Entries supplied -
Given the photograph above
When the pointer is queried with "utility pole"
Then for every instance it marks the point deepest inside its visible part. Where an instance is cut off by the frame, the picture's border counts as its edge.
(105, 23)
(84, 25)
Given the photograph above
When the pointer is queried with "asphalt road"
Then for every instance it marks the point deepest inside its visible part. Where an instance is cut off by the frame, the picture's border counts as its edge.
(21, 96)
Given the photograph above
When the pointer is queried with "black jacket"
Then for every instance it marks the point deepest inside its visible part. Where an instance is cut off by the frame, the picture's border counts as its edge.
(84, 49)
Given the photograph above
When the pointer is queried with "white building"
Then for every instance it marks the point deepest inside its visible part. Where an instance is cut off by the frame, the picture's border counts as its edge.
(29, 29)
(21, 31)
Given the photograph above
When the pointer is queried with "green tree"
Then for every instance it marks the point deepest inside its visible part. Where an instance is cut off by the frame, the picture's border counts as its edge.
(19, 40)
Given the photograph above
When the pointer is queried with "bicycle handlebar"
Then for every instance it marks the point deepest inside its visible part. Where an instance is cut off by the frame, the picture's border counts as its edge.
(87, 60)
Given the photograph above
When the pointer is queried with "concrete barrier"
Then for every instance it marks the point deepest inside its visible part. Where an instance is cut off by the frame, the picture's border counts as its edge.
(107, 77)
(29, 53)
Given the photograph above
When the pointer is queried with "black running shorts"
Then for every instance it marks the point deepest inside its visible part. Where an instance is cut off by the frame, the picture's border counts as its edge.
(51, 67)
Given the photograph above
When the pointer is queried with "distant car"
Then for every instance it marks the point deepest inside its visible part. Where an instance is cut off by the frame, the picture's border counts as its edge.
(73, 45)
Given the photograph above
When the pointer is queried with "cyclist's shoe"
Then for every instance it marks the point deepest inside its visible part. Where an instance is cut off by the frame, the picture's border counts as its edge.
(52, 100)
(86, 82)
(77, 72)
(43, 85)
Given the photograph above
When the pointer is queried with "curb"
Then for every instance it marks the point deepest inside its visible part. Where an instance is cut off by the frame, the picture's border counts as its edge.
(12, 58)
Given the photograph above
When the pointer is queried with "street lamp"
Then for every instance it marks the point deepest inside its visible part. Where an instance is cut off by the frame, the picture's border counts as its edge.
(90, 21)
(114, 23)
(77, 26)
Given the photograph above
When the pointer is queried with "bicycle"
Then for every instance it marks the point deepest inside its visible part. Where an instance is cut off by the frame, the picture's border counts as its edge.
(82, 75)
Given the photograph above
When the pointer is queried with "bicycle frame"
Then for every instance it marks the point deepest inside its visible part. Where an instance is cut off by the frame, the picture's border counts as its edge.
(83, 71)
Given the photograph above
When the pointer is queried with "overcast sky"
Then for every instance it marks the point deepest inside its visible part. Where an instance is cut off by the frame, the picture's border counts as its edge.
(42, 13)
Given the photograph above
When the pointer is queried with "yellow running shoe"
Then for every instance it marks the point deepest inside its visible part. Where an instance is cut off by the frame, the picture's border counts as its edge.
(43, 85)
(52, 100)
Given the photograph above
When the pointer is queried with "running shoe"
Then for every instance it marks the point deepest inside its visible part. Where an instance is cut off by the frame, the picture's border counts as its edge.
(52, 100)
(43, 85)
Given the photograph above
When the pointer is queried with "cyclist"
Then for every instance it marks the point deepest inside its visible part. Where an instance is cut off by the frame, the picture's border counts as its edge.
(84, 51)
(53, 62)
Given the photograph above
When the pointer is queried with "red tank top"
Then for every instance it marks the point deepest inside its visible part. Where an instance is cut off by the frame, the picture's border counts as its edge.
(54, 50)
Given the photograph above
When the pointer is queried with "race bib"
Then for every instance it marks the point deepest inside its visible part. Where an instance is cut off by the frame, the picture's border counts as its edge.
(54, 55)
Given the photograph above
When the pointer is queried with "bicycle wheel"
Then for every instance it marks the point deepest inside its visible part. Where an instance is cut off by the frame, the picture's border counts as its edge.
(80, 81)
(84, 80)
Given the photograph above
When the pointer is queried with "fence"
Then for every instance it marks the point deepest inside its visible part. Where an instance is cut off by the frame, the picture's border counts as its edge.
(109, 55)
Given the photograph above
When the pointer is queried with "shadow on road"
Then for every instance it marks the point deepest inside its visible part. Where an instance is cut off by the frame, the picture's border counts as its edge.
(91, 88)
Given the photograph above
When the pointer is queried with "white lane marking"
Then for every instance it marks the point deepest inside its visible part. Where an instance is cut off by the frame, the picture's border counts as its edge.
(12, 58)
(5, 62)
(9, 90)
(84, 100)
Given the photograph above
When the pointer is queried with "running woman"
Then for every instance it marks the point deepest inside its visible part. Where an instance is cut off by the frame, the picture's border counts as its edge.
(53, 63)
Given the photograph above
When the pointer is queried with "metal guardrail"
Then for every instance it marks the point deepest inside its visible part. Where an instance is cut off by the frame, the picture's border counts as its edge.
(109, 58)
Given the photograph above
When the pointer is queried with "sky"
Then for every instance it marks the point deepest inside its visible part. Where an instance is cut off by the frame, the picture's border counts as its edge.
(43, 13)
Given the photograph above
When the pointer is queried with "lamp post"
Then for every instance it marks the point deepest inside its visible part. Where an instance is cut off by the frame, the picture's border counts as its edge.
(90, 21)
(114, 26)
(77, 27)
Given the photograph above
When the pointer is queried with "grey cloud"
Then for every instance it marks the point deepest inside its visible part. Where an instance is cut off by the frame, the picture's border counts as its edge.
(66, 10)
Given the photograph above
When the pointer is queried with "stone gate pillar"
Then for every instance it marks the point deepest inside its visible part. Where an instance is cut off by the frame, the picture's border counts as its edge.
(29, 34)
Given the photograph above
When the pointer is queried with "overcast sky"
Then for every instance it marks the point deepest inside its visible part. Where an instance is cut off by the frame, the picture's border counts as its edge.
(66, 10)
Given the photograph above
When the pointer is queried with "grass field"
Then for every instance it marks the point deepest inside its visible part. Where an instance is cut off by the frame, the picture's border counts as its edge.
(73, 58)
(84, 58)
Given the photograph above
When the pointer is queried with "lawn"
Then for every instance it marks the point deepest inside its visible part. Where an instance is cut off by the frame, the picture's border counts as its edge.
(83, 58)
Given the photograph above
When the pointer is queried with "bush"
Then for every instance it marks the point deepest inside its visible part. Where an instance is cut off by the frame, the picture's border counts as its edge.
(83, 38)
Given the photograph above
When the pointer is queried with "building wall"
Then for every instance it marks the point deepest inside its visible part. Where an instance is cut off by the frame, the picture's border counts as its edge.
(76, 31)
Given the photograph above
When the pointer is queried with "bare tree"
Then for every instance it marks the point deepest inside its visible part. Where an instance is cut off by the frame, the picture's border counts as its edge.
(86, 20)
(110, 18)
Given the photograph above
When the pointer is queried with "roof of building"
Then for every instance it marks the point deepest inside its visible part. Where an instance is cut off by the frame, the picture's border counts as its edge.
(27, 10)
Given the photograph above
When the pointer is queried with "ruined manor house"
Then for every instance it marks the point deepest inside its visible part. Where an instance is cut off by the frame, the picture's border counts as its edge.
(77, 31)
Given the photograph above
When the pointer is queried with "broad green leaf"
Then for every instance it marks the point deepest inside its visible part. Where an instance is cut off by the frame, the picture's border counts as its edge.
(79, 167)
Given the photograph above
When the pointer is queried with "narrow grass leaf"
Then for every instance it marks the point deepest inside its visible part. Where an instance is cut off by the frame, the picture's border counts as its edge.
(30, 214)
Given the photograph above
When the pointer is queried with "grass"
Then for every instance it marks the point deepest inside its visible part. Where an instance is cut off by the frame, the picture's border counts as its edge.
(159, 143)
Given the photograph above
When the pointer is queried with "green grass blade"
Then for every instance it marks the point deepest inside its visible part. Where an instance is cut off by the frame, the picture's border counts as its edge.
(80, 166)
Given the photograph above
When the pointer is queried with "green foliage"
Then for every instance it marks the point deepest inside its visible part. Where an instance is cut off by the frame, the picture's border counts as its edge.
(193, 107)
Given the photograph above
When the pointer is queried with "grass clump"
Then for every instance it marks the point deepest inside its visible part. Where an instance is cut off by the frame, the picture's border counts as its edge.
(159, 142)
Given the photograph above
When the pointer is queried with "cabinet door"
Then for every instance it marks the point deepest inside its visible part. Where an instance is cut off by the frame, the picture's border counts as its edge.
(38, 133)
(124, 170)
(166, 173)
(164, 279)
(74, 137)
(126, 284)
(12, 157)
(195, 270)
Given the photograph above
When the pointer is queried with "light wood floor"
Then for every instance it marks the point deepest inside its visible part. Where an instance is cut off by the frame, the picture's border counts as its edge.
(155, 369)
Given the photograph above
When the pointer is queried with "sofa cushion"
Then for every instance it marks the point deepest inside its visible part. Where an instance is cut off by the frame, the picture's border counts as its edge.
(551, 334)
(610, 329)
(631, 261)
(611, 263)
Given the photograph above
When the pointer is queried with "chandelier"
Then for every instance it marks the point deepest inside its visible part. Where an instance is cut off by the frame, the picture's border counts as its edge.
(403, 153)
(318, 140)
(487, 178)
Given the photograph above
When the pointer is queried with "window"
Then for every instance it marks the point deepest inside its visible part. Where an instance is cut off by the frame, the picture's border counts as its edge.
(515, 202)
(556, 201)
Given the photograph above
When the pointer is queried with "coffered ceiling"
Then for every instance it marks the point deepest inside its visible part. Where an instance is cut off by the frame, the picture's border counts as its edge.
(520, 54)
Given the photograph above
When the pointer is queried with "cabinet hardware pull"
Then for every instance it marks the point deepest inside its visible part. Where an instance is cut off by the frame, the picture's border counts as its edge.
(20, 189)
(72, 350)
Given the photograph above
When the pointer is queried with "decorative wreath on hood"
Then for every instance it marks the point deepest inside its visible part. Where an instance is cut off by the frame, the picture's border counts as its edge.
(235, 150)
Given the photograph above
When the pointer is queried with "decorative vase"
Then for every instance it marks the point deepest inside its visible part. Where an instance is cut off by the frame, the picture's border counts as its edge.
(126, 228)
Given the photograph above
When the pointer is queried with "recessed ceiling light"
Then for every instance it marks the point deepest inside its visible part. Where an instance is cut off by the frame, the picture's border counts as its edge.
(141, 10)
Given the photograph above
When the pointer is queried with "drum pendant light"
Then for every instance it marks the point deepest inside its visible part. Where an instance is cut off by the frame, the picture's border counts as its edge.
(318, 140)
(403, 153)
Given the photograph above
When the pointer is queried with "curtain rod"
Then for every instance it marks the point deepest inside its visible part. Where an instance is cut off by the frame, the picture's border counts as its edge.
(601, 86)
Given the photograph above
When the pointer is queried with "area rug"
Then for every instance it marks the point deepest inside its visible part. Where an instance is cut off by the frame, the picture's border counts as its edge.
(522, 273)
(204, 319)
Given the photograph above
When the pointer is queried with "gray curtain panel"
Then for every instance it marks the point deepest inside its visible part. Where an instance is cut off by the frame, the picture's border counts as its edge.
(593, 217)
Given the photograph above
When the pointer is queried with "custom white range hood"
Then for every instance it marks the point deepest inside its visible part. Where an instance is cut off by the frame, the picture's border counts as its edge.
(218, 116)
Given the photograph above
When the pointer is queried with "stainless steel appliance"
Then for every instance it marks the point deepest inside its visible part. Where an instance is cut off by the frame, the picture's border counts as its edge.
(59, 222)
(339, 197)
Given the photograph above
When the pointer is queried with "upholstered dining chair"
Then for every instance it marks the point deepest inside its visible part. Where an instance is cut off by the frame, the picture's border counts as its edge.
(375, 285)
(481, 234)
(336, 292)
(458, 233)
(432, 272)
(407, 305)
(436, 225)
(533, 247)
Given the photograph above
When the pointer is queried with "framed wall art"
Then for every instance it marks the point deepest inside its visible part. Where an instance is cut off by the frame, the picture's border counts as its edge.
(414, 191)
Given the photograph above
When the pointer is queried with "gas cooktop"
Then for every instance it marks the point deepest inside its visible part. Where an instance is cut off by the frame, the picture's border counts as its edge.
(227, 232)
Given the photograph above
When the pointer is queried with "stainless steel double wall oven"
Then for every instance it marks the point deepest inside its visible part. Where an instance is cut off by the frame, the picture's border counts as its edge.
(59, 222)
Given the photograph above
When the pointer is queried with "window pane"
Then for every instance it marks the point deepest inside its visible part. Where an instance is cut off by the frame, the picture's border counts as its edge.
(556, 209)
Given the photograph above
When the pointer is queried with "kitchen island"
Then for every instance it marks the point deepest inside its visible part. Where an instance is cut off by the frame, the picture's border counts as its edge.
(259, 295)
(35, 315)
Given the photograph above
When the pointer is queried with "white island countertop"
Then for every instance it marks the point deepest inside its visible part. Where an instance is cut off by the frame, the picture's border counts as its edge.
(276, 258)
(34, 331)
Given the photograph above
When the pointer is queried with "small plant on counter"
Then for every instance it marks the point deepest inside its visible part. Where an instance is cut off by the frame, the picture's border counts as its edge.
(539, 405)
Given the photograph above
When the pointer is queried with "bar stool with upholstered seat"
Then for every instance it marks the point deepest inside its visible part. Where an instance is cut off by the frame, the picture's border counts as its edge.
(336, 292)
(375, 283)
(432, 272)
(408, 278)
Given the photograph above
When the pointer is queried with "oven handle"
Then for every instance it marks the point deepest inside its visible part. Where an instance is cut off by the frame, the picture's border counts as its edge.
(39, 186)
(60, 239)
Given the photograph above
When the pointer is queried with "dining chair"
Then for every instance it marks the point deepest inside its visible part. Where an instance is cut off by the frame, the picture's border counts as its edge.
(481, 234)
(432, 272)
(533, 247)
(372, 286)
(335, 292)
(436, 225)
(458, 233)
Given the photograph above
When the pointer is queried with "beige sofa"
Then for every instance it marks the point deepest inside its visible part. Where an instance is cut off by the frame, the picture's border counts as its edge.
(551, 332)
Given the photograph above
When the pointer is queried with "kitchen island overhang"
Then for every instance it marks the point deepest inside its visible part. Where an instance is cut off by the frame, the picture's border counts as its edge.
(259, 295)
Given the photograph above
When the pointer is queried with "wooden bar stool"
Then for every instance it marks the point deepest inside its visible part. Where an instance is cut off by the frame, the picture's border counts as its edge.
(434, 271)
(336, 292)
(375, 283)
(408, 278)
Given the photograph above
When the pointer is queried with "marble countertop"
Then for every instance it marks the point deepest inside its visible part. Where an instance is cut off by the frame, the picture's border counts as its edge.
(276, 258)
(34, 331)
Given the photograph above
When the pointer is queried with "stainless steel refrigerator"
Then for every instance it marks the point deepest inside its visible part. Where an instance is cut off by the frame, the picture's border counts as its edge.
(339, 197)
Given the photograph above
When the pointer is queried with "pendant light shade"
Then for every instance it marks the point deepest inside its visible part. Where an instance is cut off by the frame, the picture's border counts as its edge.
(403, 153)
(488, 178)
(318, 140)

Directions for this task -
How many lines in the entries above contain the string "sofa", with case counting? Reply with the number alone.

Result -
2